## DIRECTIVE
Leave out the pictures and retype exactly the lines from the line with "Find every instance of the blue sky" through the end of the listing below.

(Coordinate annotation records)
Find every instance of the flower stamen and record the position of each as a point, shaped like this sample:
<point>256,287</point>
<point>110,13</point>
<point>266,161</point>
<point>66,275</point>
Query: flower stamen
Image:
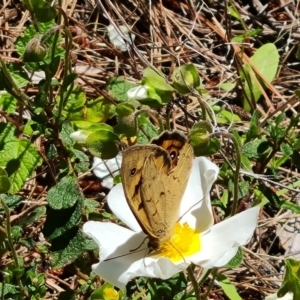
<point>184,242</point>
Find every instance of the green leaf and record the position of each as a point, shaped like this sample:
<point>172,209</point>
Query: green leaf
<point>64,134</point>
<point>105,292</point>
<point>68,247</point>
<point>256,149</point>
<point>156,80</point>
<point>224,116</point>
<point>30,32</point>
<point>18,74</point>
<point>254,127</point>
<point>118,87</point>
<point>266,60</point>
<point>159,91</point>
<point>124,109</point>
<point>4,184</point>
<point>33,216</point>
<point>127,125</point>
<point>12,201</point>
<point>67,295</point>
<point>65,193</point>
<point>9,290</point>
<point>185,78</point>
<point>148,130</point>
<point>291,281</point>
<point>200,140</point>
<point>20,158</point>
<point>77,109</point>
<point>8,103</point>
<point>228,288</point>
<point>103,144</point>
<point>58,222</point>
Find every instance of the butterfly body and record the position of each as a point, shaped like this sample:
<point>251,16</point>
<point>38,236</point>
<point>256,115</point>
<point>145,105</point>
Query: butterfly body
<point>154,179</point>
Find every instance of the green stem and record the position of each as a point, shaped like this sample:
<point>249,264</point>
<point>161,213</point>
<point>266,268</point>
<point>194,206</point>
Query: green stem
<point>214,273</point>
<point>11,246</point>
<point>237,167</point>
<point>194,282</point>
<point>12,88</point>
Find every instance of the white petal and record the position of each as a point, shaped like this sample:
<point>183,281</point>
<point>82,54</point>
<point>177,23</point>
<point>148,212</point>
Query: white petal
<point>157,268</point>
<point>138,92</point>
<point>116,243</point>
<point>80,136</point>
<point>104,169</point>
<point>195,205</point>
<point>119,206</point>
<point>221,242</point>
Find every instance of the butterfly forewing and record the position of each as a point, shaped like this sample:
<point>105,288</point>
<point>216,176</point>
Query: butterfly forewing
<point>154,178</point>
<point>161,192</point>
<point>131,172</point>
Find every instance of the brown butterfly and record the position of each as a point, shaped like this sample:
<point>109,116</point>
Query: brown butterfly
<point>154,178</point>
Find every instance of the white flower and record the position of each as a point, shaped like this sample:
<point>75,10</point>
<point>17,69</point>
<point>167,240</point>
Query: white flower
<point>104,169</point>
<point>138,92</point>
<point>80,136</point>
<point>197,240</point>
<point>119,41</point>
<point>287,296</point>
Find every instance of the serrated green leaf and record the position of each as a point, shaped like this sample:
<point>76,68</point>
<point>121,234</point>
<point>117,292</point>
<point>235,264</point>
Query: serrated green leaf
<point>84,163</point>
<point>9,289</point>
<point>256,149</point>
<point>185,78</point>
<point>67,295</point>
<point>68,247</point>
<point>4,184</point>
<point>7,132</point>
<point>65,193</point>
<point>266,60</point>
<point>118,87</point>
<point>291,281</point>
<point>105,292</point>
<point>58,222</point>
<point>103,144</point>
<point>65,132</point>
<point>228,288</point>
<point>30,32</point>
<point>8,103</point>
<point>20,158</point>
<point>148,132</point>
<point>254,127</point>
<point>156,80</point>
<point>11,201</point>
<point>33,217</point>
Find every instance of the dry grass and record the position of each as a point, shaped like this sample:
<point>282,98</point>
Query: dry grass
<point>169,34</point>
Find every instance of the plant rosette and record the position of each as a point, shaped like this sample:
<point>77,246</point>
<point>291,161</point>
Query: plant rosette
<point>195,239</point>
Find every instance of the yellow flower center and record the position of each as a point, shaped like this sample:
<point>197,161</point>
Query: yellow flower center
<point>184,242</point>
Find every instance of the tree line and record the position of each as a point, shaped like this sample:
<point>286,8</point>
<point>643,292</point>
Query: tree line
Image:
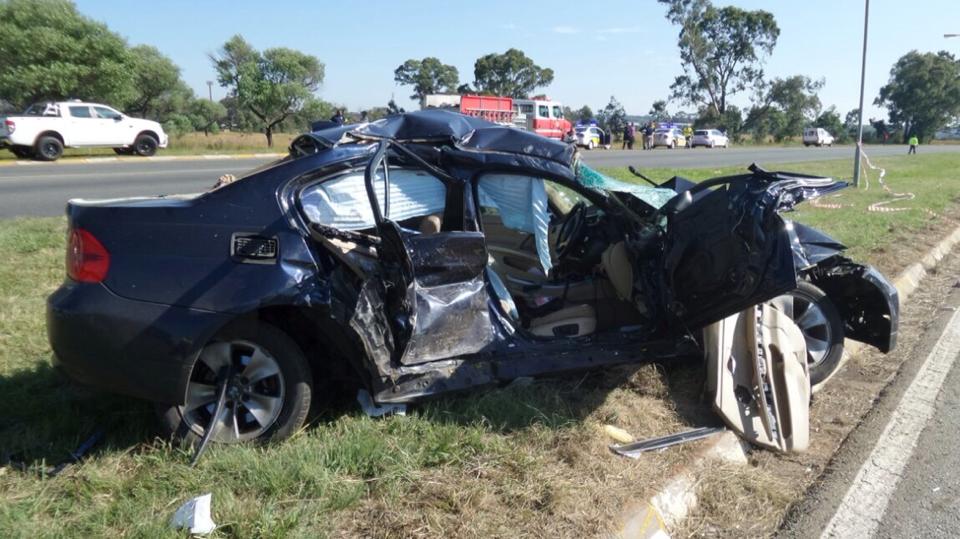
<point>48,51</point>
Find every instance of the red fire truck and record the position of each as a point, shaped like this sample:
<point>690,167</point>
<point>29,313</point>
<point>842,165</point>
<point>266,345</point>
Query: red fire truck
<point>540,114</point>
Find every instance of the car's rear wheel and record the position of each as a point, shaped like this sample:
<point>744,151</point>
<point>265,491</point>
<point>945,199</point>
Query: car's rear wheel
<point>268,389</point>
<point>822,328</point>
<point>22,152</point>
<point>145,145</point>
<point>48,148</point>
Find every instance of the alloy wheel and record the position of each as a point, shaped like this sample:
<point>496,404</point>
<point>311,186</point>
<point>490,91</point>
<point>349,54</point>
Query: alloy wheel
<point>254,392</point>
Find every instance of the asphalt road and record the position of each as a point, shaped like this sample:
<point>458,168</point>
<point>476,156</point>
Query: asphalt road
<point>898,473</point>
<point>42,189</point>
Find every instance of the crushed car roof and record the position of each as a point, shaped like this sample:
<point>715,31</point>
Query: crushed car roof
<point>458,130</point>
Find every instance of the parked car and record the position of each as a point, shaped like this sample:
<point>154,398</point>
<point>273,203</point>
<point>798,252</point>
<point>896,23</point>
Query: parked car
<point>431,252</point>
<point>709,138</point>
<point>671,137</point>
<point>817,136</point>
<point>591,136</point>
<point>45,129</point>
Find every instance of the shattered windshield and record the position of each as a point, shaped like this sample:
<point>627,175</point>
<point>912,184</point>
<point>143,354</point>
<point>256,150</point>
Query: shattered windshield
<point>653,196</point>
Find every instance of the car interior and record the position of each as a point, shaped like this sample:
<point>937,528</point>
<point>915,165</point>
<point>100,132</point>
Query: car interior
<point>558,266</point>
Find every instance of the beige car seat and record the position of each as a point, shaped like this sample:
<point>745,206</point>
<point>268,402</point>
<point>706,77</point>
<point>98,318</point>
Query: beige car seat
<point>616,263</point>
<point>430,224</point>
<point>574,321</point>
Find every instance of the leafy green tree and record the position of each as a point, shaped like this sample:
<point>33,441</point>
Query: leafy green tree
<point>659,111</point>
<point>509,74</point>
<point>427,76</point>
<point>721,50</point>
<point>612,118</point>
<point>786,106</point>
<point>155,79</point>
<point>273,85</point>
<point>48,50</point>
<point>730,122</point>
<point>923,92</point>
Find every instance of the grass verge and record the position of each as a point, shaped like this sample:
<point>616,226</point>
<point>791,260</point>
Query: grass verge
<point>517,461</point>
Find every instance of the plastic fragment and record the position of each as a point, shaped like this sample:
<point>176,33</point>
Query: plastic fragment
<point>378,410</point>
<point>194,516</point>
<point>618,434</point>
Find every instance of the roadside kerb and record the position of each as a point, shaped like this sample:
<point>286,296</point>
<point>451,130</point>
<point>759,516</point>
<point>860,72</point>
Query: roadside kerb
<point>108,159</point>
<point>678,497</point>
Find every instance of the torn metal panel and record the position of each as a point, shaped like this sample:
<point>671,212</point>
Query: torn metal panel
<point>450,320</point>
<point>758,378</point>
<point>868,304</point>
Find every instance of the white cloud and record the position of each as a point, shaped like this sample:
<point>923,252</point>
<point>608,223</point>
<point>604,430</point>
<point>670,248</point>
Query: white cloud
<point>620,30</point>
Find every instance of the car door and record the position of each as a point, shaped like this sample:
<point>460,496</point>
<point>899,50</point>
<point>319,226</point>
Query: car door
<point>725,252</point>
<point>436,298</point>
<point>112,129</point>
<point>83,126</point>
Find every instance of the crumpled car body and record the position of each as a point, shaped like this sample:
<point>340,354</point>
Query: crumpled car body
<point>433,252</point>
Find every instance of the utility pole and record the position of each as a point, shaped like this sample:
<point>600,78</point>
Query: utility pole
<point>863,74</point>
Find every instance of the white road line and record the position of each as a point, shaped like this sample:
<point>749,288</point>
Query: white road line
<point>863,506</point>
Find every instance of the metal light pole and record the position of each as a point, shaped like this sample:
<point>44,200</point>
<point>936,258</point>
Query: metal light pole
<point>863,74</point>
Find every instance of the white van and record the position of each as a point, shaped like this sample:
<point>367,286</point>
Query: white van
<point>817,136</point>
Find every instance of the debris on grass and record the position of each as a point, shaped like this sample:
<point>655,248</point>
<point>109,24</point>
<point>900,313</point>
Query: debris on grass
<point>194,516</point>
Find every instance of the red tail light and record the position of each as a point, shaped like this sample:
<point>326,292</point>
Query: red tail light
<point>87,259</point>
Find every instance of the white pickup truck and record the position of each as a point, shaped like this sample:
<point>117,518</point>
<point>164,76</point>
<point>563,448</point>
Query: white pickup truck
<point>45,129</point>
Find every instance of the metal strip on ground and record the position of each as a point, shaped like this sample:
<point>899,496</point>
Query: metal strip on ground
<point>865,502</point>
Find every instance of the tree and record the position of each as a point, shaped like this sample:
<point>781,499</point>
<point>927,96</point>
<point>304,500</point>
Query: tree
<point>154,77</point>
<point>427,76</point>
<point>785,107</point>
<point>48,50</point>
<point>510,74</point>
<point>721,50</point>
<point>923,92</point>
<point>659,111</point>
<point>273,85</point>
<point>612,118</point>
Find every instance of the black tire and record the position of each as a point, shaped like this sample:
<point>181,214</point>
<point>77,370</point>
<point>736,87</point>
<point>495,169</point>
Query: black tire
<point>294,376</point>
<point>22,152</point>
<point>48,148</point>
<point>145,145</point>
<point>823,359</point>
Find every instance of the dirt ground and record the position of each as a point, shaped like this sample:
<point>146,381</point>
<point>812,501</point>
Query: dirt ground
<point>752,501</point>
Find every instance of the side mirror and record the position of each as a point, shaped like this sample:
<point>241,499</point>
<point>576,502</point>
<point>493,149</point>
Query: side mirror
<point>676,204</point>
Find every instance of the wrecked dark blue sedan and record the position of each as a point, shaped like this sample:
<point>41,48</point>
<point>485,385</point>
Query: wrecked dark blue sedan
<point>426,253</point>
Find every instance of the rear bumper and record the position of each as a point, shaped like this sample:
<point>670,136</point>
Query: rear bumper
<point>145,350</point>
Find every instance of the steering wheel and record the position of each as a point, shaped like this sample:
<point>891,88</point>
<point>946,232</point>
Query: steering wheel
<point>573,230</point>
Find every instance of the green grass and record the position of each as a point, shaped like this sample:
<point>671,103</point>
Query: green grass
<point>511,461</point>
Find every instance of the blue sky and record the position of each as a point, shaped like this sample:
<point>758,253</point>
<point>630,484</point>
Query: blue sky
<point>617,47</point>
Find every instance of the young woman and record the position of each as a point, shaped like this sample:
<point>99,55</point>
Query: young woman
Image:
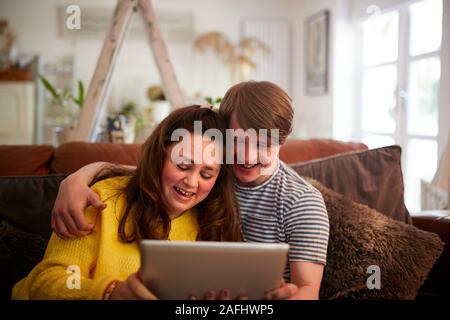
<point>161,199</point>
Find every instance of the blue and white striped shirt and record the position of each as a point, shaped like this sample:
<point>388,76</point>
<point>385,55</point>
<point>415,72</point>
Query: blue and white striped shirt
<point>286,209</point>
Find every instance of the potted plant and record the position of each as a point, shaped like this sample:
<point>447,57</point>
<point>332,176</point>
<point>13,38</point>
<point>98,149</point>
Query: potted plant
<point>63,109</point>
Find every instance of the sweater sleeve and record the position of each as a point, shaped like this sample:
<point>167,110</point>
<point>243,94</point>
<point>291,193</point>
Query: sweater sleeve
<point>53,277</point>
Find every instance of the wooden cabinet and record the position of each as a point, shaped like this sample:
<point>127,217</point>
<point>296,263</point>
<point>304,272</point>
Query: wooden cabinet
<point>17,113</point>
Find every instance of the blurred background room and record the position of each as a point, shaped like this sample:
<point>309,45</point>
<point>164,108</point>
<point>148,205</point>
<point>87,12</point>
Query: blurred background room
<point>371,71</point>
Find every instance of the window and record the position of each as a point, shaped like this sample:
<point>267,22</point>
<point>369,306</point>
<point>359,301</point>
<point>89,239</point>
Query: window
<point>400,87</point>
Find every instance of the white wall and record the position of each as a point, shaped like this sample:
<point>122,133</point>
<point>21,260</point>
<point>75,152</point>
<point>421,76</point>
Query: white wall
<point>36,24</point>
<point>444,101</point>
<point>314,114</point>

## SOLUTION FOR THIS EXERCISE
Find every instance of the blue sky and record the position of each as a point, shaped like this sample:
<point>758,253</point>
<point>630,484</point>
Query: blue sky
<point>617,47</point>
Find every instance of the young woman and record the position of each as a point, shaped like this sample:
<point>99,55</point>
Query: young woman
Image:
<point>161,199</point>
Find every instance of the blue and white striped shirt and record the position of each as a point, shaped like this sample:
<point>388,76</point>
<point>385,55</point>
<point>415,72</point>
Query: blue and white striped shirt
<point>286,209</point>
Find every instance of the potted plant and record the position of each as a point, shaped like this sample:
<point>447,57</point>
<point>332,176</point>
<point>13,38</point>
<point>98,149</point>
Query: potted plant
<point>63,109</point>
Find every instance of the sweater sleeve and record the position of each as a point, shaped like this sample:
<point>167,110</point>
<point>243,94</point>
<point>291,193</point>
Query: sweater sleeve
<point>53,277</point>
Find every instance of the wooden cabinet and record the position of each as a point, shaped like this sample:
<point>127,217</point>
<point>296,263</point>
<point>304,272</point>
Query: wooden cabinet
<point>17,113</point>
Find every instance of the blurred background room and record the position of each as a point, shaped like this sample:
<point>309,45</point>
<point>164,108</point>
<point>148,205</point>
<point>87,12</point>
Query: blurred background room
<point>371,71</point>
Find every instance of the window and record the position of each as a point, shaped like this sample:
<point>267,22</point>
<point>369,306</point>
<point>359,301</point>
<point>89,239</point>
Query: window
<point>400,87</point>
Find every instance of the white wall and record the position of each as a point, shaped like this sample:
<point>122,133</point>
<point>21,260</point>
<point>75,152</point>
<point>421,76</point>
Query: white wall
<point>36,24</point>
<point>444,101</point>
<point>314,114</point>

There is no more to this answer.